_Goals_
a – In the forum thread about lending a coworker money, what position did the borrower hold before she was demoted?
b – Copy out the listing verbatim, everything from the line containing "Would you be able to tag the boat railing" down to the end of the listing.

I agree, that was highly inappropriate.

ha98ed14
12-03-2009, 10:59 AM
Since you have known her for so long and she has a good performance record at her job, I think you are safe to assume that she is not using the money for an all cash drug habit. There are those who may disagree, but I would give her the benefit of the doubt given that she has been there 10 years. If she had significant personal problem, I think it would have shown in her job performance.

These are really hard economic times for some people. If her SO lost a job, she really could have needed 10 dollars to get home. Some people do not the option to charge it on their credit cards because they have maxed out the ones they have and can't get new ones because they have such bad credit.

Unless you need the money back, I would let it go. It is such a small amount of money and this person does have a good performance record. I certainly would not say anything to a supervisor or director before asking the woman herself to pay you back. She probably asked you because she felt safe with you, so before you assume the worst and jepordize her job, I would ask her directly when she can pay you back. I think PP is right; I think they would fire her over something like this simply because it violates the boundaries between employee and consumer. Anyway, that's my personal opinion.

eggnova
12-03-2009, 11:11 AM
Since you have known her for so long and she has a good performance record at her job, I think you are safe to assume that she is not using the money for an all cash drug habit. There are those who may disagree, but I would give her the benefit of the doubt given that she has been there 10 years. If she had significant personal problem, I think it would have shown in her job performance.

These are really hard economic times for some people. If her SO lost a job, she really could have needed 10 dollars to get home. Some people do not the option to charge it on their credit cards because they have maxed out the ones they have and can't get new ones because they have such bad credit.

Unless you need the money back, I would let it go. It is such a small amount of money and this person does have a good performance record. I certainly would not say anything to a supervisor or director before asking the woman herself to pay you back. She probably asked you because she felt safe with you, so before you assume the worst and jepordize her job, I would ask her directly when she can pay you back. I think PP is right; I think they would fire her over something like this simply because it violates the boundaries between employee and consumer. Anyway, that's my personal opinion.
Thanks, ha98, for offering another perspective. The thing I'm not clear about is if she does have a good performance record at her job. I haven't known her long at all, I just know she's been there a while. There are actually signs that she does not have a great performance history, despite her tenure. (She was previously the ass't principal and was not promoted when the principal job opened up, instead she was demoted.) But this is all conjecture on my part - it could have been her choice to step down. I definitely don't need the $10 back but I do feel taken advantage of - did she ask me b/c she assumed I am nice or because she assumed I wouldn't say anything? And I AM nice - I don't want her to lose her job if it's a small matter. Are there other angles I am missing here?

boolady
12-03-2009, 11:15 AM
I don't know that I'd report her...I just find it really odd behavior for someone who has been teaching for that many years. I understand people need money right now, I just think it would have been far more appropriate to seek it from a co-worker or friend.

infocrazy
12-03-2009, 11:17 AM
I was on a job site and we went to lunch directly from there. I didn't drive and when we got to the restaurant, I realized that my wallet was in my car...back at the job site. My friend just covered me. It took me at LEAST a week to pay her back because I charge everything and just kept forgetting to get cash...

[Entries drawn from a collection]
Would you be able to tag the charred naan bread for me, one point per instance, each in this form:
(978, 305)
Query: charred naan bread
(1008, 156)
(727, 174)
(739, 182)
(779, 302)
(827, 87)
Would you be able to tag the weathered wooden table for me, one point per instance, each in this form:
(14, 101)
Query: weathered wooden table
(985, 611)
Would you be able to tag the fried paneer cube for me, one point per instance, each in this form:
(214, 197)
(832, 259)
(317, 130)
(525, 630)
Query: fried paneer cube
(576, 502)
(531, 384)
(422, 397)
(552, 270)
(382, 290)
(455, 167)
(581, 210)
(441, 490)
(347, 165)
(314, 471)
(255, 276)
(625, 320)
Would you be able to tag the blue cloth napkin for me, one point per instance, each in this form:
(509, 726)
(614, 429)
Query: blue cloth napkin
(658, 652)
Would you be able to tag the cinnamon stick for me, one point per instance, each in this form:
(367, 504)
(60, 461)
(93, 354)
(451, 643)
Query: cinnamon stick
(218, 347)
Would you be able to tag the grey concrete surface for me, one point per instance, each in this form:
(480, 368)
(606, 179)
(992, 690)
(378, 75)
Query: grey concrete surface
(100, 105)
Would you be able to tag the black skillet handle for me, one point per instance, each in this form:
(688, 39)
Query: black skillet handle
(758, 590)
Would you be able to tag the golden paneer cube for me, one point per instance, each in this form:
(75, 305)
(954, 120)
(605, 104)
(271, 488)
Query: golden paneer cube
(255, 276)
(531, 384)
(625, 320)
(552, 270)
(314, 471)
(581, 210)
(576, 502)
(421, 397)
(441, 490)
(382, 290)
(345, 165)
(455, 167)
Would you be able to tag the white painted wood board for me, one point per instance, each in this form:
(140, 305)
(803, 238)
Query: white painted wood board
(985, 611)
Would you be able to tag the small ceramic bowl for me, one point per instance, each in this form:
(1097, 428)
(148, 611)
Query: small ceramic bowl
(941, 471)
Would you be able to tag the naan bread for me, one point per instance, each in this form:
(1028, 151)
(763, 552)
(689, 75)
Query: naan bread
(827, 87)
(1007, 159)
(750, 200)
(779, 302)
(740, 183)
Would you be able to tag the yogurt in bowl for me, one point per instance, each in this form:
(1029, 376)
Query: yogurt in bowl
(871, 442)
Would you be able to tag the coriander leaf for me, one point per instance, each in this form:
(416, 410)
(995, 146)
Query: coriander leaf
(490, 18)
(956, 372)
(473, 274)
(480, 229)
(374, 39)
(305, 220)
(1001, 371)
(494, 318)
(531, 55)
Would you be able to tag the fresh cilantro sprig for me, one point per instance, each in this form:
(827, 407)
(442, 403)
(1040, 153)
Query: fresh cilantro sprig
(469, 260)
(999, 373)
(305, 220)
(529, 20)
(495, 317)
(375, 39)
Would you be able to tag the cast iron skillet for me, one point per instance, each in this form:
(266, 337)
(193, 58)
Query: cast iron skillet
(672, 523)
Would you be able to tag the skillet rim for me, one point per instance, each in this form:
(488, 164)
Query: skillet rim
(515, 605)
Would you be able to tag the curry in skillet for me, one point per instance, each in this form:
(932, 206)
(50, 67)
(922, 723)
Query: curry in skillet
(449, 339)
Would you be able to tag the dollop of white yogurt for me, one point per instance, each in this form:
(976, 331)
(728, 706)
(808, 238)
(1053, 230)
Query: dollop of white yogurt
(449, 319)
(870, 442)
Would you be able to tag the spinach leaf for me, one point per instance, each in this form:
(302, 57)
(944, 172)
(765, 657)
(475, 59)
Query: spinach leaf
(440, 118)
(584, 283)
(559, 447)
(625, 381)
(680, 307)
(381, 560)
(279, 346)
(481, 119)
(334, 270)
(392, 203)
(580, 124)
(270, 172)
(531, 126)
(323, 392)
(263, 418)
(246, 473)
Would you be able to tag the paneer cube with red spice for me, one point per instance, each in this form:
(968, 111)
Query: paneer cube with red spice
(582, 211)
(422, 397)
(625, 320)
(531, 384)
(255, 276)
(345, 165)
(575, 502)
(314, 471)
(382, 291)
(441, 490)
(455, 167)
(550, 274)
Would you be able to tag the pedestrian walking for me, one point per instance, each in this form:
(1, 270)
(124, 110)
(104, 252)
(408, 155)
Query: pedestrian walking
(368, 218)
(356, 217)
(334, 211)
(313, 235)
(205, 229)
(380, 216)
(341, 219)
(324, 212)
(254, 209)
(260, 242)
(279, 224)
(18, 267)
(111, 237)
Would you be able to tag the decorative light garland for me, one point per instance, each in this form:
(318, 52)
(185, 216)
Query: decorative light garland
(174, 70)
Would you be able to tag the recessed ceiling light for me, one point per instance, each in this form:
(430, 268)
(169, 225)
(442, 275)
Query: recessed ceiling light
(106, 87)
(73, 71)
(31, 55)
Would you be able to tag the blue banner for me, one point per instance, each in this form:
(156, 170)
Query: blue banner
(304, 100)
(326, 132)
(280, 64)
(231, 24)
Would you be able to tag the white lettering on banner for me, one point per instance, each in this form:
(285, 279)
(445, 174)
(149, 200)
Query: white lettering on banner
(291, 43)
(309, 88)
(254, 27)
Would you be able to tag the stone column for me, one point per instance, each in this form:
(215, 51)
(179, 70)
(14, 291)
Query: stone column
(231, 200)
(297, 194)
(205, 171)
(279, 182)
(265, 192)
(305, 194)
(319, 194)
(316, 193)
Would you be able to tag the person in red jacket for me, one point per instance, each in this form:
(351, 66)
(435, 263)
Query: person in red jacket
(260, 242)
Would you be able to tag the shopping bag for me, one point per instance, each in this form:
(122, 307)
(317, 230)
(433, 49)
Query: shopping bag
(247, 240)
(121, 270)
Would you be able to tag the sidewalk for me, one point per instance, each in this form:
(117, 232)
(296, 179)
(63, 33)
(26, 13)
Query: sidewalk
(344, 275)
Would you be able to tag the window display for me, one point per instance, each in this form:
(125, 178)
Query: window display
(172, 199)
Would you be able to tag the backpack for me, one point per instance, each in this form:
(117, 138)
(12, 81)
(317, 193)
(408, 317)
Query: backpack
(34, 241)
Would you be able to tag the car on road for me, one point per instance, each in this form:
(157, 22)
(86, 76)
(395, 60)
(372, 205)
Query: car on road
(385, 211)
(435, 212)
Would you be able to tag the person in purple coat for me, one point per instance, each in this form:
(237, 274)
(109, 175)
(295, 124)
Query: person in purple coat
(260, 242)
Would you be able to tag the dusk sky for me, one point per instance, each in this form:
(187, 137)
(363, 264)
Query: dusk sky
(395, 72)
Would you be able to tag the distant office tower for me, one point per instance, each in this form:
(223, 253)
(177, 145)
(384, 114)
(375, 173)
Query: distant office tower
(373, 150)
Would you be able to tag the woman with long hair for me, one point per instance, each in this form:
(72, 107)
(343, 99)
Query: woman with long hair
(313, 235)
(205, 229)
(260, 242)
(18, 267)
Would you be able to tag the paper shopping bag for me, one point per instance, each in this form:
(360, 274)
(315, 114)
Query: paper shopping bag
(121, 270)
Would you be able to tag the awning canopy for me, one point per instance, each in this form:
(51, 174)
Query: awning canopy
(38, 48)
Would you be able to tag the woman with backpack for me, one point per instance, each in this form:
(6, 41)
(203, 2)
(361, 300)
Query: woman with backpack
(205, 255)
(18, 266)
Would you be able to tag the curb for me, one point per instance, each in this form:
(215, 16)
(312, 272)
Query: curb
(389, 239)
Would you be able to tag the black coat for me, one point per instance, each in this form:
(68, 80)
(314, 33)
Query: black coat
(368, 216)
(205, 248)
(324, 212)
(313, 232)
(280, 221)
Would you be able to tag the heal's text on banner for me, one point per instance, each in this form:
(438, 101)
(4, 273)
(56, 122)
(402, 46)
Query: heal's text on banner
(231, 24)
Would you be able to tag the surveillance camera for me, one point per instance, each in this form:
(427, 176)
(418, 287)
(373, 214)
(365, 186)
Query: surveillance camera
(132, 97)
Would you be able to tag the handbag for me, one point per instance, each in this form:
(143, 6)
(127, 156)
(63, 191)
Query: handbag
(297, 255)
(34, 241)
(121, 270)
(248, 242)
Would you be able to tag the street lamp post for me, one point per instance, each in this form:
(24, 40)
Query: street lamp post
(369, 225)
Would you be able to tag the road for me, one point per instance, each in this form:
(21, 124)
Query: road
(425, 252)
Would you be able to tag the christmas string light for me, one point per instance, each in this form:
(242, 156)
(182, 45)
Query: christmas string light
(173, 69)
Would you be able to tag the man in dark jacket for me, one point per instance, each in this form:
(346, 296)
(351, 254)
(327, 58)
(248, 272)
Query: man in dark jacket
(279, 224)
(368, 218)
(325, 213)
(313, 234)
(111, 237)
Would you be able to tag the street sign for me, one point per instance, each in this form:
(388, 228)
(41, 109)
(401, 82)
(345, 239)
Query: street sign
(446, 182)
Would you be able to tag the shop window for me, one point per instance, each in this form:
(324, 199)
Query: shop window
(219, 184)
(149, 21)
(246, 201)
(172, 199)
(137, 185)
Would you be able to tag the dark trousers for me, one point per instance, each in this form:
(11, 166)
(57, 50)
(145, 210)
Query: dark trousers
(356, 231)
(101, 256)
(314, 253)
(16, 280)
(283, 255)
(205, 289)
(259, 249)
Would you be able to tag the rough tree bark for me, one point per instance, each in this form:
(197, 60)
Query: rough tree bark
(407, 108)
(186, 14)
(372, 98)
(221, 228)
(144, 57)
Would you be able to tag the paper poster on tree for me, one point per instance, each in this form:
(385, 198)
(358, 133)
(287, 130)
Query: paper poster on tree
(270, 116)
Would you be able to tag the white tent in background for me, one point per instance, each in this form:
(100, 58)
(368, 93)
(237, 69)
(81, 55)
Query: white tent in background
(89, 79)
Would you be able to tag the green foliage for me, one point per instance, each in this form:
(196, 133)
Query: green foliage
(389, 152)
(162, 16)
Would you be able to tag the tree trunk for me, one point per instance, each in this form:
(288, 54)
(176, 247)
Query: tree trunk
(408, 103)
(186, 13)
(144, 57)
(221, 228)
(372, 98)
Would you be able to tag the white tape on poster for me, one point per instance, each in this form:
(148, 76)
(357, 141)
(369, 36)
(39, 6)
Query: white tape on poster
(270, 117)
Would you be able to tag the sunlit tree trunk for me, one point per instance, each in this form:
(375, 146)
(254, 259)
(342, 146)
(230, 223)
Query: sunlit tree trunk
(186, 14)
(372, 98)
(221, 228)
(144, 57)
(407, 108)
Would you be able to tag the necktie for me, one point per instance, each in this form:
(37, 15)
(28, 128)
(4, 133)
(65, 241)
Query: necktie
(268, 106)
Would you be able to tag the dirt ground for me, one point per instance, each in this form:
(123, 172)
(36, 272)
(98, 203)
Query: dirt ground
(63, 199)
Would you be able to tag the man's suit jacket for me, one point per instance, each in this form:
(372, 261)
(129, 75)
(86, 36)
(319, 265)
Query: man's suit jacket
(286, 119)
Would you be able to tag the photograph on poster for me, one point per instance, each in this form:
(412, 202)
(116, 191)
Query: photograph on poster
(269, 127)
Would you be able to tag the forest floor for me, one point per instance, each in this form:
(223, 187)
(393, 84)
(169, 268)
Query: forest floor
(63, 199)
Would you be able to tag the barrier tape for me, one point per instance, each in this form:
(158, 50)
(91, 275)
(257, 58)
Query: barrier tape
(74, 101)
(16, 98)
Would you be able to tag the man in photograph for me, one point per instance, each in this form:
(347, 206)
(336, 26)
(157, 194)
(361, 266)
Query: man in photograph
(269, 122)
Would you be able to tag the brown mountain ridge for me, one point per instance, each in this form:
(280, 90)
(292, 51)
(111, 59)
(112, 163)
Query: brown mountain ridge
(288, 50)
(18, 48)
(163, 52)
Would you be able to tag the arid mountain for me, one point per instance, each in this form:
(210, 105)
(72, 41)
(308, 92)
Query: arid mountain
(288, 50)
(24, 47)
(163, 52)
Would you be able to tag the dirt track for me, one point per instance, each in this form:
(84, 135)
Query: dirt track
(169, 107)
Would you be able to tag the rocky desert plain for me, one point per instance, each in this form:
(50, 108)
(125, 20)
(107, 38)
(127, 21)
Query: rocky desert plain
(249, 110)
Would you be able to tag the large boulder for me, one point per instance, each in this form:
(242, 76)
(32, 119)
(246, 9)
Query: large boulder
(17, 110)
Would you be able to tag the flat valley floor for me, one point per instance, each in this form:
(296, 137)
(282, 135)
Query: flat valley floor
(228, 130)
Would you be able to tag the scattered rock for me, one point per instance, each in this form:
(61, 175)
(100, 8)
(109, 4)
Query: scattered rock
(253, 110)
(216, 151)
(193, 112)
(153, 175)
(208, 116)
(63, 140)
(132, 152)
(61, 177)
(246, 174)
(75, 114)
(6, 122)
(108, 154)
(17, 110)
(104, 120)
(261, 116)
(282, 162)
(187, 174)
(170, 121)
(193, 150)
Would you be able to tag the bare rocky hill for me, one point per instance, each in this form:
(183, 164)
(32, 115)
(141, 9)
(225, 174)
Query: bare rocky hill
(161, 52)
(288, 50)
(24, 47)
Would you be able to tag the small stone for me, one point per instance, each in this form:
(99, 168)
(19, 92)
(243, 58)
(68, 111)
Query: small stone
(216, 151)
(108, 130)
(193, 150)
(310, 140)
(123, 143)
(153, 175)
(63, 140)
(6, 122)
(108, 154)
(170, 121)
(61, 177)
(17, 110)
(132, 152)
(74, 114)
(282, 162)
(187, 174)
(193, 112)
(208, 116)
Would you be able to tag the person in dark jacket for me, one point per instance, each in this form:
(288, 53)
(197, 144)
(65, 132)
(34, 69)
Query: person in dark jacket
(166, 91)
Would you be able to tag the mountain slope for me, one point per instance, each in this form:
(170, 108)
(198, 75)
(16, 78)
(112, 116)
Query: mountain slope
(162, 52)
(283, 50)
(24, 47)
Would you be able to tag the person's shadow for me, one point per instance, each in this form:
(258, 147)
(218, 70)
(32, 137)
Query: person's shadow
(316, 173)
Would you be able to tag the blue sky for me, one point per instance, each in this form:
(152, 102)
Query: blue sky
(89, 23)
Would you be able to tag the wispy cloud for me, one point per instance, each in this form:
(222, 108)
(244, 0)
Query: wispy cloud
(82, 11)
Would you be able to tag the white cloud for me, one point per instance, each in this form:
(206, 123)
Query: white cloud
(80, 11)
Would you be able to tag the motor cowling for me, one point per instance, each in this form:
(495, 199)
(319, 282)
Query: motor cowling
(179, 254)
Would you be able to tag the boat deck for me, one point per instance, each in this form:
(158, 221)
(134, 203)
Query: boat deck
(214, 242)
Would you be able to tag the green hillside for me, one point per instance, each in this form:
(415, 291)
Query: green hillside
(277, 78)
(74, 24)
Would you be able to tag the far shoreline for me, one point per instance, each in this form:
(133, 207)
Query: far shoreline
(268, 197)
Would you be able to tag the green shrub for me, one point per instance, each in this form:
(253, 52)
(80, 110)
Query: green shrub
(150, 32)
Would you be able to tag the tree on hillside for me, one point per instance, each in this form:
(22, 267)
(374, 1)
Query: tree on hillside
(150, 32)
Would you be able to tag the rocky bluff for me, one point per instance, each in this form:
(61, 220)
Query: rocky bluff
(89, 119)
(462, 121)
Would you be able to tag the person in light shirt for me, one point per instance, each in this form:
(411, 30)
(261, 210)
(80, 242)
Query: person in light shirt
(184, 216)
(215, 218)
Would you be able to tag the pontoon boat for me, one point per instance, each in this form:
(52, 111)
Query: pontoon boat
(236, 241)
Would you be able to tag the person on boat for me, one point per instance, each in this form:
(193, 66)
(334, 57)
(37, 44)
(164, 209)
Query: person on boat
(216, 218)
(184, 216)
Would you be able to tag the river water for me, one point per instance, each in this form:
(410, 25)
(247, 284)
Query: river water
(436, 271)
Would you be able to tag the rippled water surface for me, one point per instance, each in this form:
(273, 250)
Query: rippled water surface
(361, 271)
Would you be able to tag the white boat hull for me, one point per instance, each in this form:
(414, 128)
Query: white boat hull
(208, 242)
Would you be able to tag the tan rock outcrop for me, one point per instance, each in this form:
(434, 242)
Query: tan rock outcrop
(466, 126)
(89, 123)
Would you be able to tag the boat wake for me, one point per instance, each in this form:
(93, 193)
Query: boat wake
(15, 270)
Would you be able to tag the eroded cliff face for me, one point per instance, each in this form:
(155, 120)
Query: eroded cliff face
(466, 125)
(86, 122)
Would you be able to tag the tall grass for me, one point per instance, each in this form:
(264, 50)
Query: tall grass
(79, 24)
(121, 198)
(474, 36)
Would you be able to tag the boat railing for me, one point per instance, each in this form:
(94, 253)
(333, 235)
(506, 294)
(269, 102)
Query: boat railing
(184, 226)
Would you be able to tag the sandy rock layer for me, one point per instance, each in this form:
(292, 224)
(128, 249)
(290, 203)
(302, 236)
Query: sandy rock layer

_Worked solutions_
a – She was previously the assistant principal.

b –
Would you be able to tag the boat railing for me, one point per instance, each in this form:
(94, 253)
(333, 235)
(506, 294)
(269, 102)
Query: boat railing
(184, 226)
Would you be able to tag the sandy rock layer for me, one point per instance, each in this form:
(292, 224)
(128, 249)
(290, 203)
(302, 236)
Query: sandy rock layer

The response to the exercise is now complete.